__Task to complete__
Beginning with the line that has "Where in the photo above can the coastal cove", write out each line down to the end of the records below exactly, and include no pictures.

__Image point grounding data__
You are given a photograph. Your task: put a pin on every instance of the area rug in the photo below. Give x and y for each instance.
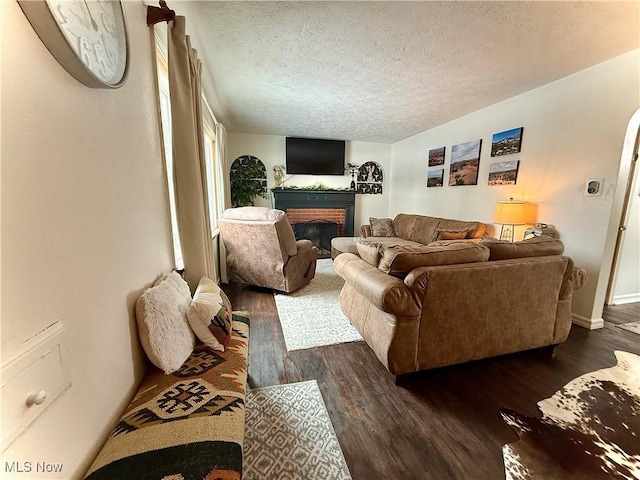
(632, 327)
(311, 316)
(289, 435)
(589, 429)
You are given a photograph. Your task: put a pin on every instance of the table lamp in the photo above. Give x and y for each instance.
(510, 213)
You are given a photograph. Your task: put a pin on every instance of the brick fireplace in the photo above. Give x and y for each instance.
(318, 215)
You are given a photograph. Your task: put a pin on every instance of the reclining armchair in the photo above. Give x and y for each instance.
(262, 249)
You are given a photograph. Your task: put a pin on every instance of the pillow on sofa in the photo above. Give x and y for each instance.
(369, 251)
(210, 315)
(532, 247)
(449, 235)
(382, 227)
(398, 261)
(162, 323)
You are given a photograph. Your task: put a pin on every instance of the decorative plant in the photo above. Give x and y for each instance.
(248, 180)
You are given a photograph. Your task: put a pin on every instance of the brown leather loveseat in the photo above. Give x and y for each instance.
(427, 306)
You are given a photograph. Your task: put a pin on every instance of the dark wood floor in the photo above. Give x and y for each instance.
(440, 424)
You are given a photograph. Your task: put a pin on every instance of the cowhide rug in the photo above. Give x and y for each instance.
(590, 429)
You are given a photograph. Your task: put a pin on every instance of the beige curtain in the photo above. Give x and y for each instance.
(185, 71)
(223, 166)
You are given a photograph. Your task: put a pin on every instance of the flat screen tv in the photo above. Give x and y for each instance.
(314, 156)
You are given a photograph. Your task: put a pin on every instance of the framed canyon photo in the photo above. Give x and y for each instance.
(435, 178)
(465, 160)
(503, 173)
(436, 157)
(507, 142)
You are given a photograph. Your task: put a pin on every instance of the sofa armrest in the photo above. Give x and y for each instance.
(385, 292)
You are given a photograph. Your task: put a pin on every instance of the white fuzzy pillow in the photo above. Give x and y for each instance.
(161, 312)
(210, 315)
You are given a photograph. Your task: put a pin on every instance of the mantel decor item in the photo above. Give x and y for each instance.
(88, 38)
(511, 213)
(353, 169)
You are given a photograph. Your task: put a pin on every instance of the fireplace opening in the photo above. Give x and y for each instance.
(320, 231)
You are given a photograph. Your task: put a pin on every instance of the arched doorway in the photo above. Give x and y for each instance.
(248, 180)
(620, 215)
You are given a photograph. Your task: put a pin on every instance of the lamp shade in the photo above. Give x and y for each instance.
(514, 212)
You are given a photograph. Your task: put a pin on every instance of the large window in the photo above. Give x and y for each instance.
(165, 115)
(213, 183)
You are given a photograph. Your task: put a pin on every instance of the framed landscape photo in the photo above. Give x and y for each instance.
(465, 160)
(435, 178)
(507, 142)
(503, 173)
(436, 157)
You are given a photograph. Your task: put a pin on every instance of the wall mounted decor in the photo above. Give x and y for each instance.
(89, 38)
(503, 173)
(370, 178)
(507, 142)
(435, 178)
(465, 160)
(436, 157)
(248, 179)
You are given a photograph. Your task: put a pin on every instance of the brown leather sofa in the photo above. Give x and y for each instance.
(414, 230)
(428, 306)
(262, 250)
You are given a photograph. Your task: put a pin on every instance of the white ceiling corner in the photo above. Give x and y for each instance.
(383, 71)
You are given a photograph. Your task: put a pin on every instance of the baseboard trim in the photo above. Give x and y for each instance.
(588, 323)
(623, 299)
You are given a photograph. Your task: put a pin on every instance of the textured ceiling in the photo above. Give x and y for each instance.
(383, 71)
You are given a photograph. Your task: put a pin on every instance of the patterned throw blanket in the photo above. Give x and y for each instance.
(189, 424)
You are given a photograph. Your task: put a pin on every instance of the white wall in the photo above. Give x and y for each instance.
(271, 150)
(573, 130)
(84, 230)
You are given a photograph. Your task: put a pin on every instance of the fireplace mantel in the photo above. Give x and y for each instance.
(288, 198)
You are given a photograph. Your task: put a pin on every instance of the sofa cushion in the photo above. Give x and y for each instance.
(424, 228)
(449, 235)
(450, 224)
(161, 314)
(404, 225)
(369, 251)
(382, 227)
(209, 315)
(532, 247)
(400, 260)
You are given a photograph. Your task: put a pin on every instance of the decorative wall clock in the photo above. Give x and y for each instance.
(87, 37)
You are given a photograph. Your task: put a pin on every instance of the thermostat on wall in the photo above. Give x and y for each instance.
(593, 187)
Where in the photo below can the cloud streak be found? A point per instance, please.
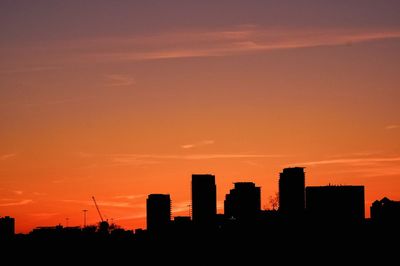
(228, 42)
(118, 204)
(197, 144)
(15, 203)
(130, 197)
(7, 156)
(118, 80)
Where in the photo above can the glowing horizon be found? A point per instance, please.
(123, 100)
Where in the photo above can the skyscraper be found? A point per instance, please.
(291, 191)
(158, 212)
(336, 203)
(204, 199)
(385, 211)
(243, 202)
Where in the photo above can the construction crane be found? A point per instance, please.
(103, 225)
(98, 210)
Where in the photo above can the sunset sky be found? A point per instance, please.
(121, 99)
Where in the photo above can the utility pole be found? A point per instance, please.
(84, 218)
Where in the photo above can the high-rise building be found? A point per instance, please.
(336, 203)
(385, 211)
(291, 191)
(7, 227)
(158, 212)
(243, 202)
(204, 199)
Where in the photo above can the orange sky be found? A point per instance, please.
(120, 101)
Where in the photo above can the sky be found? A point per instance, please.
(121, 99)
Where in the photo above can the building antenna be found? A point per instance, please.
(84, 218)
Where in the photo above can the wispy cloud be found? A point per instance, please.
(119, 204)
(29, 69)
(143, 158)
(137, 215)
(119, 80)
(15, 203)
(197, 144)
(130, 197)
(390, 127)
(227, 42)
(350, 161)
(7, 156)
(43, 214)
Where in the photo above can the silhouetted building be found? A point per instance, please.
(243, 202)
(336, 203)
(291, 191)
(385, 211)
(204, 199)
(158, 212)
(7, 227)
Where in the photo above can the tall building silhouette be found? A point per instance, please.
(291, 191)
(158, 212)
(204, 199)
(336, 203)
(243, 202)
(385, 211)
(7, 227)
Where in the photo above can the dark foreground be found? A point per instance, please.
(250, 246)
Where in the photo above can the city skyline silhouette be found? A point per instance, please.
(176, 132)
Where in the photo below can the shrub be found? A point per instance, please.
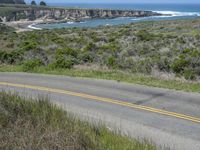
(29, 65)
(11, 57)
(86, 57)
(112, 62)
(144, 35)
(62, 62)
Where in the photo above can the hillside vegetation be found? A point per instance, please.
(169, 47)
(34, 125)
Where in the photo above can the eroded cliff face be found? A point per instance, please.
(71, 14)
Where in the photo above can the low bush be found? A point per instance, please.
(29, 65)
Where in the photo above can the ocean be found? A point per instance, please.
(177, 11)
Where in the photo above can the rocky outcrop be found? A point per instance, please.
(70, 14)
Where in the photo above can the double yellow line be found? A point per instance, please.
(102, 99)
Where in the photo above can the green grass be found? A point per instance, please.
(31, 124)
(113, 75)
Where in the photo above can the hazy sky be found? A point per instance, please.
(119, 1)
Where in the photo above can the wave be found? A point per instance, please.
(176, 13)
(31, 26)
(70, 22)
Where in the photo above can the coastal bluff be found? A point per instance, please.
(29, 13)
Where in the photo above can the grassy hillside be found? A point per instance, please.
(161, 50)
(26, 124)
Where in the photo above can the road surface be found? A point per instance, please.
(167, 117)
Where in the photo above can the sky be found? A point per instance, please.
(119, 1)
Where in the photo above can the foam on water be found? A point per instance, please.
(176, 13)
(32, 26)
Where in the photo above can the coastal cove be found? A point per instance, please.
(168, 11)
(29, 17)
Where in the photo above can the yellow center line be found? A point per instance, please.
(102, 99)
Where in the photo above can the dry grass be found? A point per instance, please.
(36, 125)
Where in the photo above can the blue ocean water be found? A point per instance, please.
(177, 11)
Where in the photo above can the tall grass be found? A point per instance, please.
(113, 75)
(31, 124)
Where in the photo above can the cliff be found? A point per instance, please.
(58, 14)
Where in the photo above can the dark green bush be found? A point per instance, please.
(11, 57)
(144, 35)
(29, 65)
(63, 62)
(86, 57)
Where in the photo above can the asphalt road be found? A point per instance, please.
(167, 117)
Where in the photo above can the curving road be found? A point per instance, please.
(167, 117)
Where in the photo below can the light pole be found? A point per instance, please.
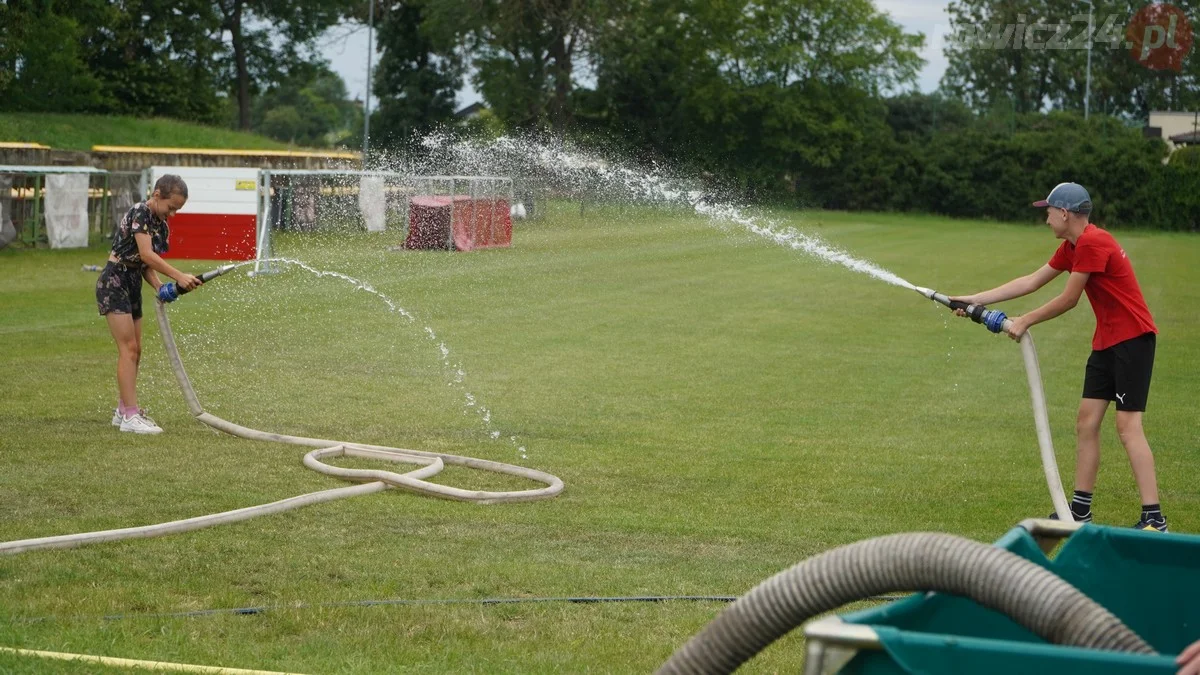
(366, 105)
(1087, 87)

__Answer to this problem__
Where in the photo above can the coastal cove be found? A point per instance, please.
(168, 11)
(29, 17)
Where in the photo above can the yellow center line be found? A point per instance, please.
(102, 99)
Where in the photo above can the dry grass be found? A point per instance, please.
(36, 125)
Where in the photo above can the blue ocean water be found? A point per instance, please.
(177, 11)
Where in the photo above can the tall grass be found? A point per instance, please.
(113, 75)
(31, 124)
Where in the photo above can the cliff be found? A point per instance, please.
(58, 14)
Where in the photo above can the dark green bush be found? A point per instance, please.
(11, 57)
(144, 35)
(29, 65)
(63, 62)
(86, 57)
Where in the photo above can the asphalt road be found? A point per instance, please.
(167, 117)
Where in the photo above can the curving road be found? A point per instance, please.
(167, 117)
Where in the photo below can the light pole be found? A point per instance, please.
(366, 105)
(1087, 87)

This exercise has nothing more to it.